Supplied entries:
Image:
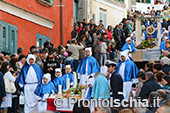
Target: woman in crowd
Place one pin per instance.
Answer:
(7, 104)
(166, 82)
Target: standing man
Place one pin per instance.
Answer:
(51, 65)
(2, 87)
(128, 71)
(87, 67)
(30, 76)
(116, 81)
(74, 48)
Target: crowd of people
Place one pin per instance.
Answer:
(91, 54)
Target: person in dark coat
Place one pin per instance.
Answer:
(149, 86)
(2, 87)
(165, 65)
(116, 81)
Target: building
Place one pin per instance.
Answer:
(32, 22)
(142, 5)
(110, 11)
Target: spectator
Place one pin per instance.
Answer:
(165, 65)
(165, 82)
(149, 86)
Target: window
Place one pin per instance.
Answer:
(103, 16)
(41, 39)
(8, 34)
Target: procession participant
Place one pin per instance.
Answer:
(59, 80)
(29, 78)
(87, 66)
(43, 91)
(128, 46)
(116, 81)
(128, 70)
(162, 46)
(101, 87)
(68, 75)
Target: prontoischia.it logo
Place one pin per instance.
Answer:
(60, 102)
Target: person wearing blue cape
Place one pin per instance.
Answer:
(128, 46)
(129, 72)
(101, 87)
(43, 91)
(88, 66)
(162, 46)
(59, 80)
(68, 74)
(30, 76)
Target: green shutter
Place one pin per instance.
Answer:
(41, 39)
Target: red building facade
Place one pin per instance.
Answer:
(24, 23)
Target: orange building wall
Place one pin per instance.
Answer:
(27, 30)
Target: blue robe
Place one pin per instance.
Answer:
(126, 47)
(93, 66)
(59, 81)
(100, 88)
(162, 46)
(23, 74)
(131, 70)
(42, 89)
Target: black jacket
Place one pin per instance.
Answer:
(166, 69)
(116, 83)
(2, 88)
(148, 87)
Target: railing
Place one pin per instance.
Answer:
(47, 3)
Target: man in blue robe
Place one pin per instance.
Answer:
(128, 46)
(59, 80)
(30, 76)
(68, 75)
(162, 46)
(43, 91)
(101, 87)
(129, 72)
(88, 66)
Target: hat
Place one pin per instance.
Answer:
(110, 63)
(165, 37)
(68, 66)
(36, 51)
(165, 31)
(5, 53)
(127, 39)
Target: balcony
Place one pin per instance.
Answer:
(47, 3)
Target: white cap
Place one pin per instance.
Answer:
(58, 70)
(165, 31)
(165, 37)
(127, 39)
(68, 66)
(47, 76)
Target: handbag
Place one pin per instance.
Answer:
(9, 86)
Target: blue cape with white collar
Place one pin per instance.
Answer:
(131, 70)
(100, 88)
(126, 47)
(23, 74)
(59, 81)
(93, 66)
(42, 89)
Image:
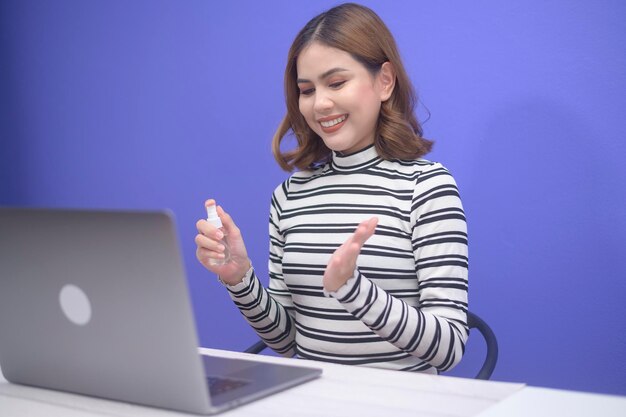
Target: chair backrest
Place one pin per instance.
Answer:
(473, 322)
(491, 358)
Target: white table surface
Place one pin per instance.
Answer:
(345, 391)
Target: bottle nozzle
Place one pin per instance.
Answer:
(212, 217)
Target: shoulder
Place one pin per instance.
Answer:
(281, 192)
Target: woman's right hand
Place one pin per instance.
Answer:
(209, 247)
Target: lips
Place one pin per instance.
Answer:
(333, 123)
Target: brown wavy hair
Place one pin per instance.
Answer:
(359, 31)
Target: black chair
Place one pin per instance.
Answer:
(473, 321)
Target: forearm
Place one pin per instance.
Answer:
(268, 317)
(436, 335)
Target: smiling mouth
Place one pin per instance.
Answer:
(332, 125)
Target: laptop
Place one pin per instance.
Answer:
(96, 303)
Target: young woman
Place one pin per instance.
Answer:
(368, 244)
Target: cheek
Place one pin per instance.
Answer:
(302, 105)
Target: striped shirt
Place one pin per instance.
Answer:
(405, 305)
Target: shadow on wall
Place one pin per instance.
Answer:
(545, 222)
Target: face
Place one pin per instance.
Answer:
(339, 98)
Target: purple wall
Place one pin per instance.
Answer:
(155, 104)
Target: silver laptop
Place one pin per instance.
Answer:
(96, 303)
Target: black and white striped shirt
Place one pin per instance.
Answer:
(405, 306)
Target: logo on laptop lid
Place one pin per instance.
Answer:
(75, 304)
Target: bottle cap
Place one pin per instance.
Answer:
(212, 217)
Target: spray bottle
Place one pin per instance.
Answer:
(214, 219)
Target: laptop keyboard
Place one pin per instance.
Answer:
(220, 385)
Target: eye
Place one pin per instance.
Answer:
(337, 84)
(307, 91)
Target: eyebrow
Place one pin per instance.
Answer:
(324, 75)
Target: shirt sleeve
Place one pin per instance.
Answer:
(436, 330)
(270, 311)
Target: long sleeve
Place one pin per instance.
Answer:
(436, 329)
(405, 308)
(270, 312)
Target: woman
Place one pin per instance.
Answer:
(368, 243)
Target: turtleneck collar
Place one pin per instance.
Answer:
(358, 160)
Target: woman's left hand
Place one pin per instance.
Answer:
(342, 263)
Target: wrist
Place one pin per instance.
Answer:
(238, 279)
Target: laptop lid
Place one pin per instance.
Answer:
(96, 303)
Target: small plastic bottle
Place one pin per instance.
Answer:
(214, 219)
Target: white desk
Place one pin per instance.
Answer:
(346, 391)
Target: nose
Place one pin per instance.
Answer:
(323, 103)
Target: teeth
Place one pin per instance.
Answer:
(332, 123)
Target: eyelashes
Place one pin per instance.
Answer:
(335, 86)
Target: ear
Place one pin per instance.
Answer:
(387, 80)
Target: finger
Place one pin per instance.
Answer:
(205, 255)
(207, 229)
(227, 222)
(364, 231)
(204, 242)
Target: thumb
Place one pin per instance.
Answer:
(227, 221)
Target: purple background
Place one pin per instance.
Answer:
(154, 104)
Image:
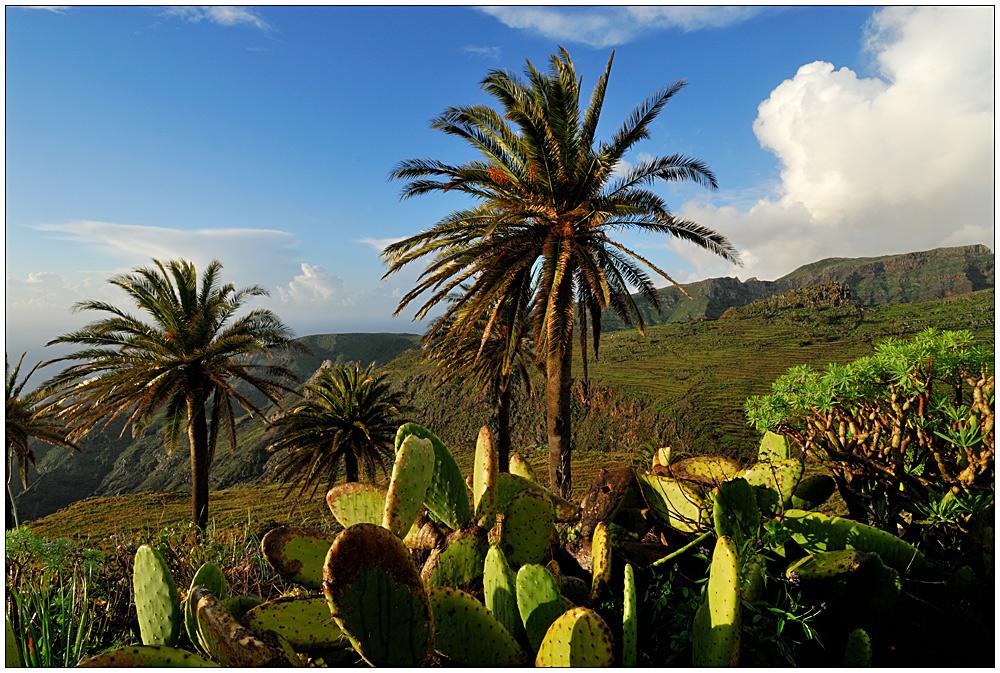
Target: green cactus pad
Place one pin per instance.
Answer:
(734, 511)
(356, 502)
(520, 467)
(297, 554)
(509, 485)
(447, 497)
(717, 624)
(460, 561)
(709, 470)
(538, 601)
(780, 476)
(411, 477)
(858, 653)
(673, 502)
(500, 592)
(630, 619)
(304, 621)
(238, 606)
(815, 531)
(813, 492)
(227, 641)
(145, 656)
(376, 596)
(827, 565)
(526, 526)
(468, 634)
(157, 603)
(485, 468)
(600, 558)
(578, 637)
(773, 448)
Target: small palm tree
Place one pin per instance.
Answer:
(491, 358)
(348, 417)
(27, 416)
(548, 197)
(185, 362)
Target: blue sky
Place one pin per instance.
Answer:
(263, 137)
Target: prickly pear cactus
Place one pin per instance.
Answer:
(447, 498)
(630, 619)
(468, 634)
(227, 641)
(460, 561)
(538, 601)
(411, 477)
(356, 502)
(485, 468)
(304, 621)
(717, 624)
(578, 637)
(500, 592)
(520, 467)
(146, 656)
(858, 653)
(600, 555)
(673, 502)
(526, 527)
(813, 492)
(297, 554)
(376, 597)
(815, 531)
(157, 603)
(735, 512)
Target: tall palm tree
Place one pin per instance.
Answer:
(191, 360)
(490, 360)
(347, 418)
(548, 197)
(27, 416)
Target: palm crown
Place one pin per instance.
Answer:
(192, 354)
(549, 197)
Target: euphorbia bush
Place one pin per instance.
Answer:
(905, 425)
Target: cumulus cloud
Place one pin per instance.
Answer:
(609, 26)
(873, 166)
(221, 15)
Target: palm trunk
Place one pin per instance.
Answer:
(201, 462)
(503, 429)
(557, 372)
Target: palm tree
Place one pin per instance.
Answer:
(547, 198)
(487, 359)
(27, 416)
(191, 361)
(348, 417)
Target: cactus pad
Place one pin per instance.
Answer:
(157, 603)
(467, 633)
(146, 656)
(411, 477)
(447, 497)
(304, 621)
(297, 554)
(578, 637)
(538, 601)
(376, 596)
(673, 502)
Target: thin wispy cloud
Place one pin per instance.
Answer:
(492, 53)
(221, 15)
(610, 26)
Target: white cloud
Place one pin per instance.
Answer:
(609, 26)
(221, 15)
(874, 166)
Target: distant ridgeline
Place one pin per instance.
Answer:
(892, 279)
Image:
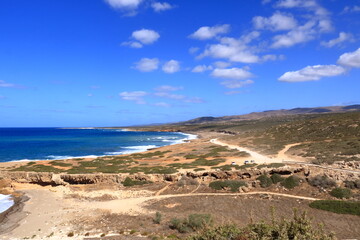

Problem: If a line in the listing holds the word "woman", list that line.

Answer to the exercise:
Target: woman in crowd
Target: woman's right hand
Target: young woman
Target: woman
Target: woman's left hand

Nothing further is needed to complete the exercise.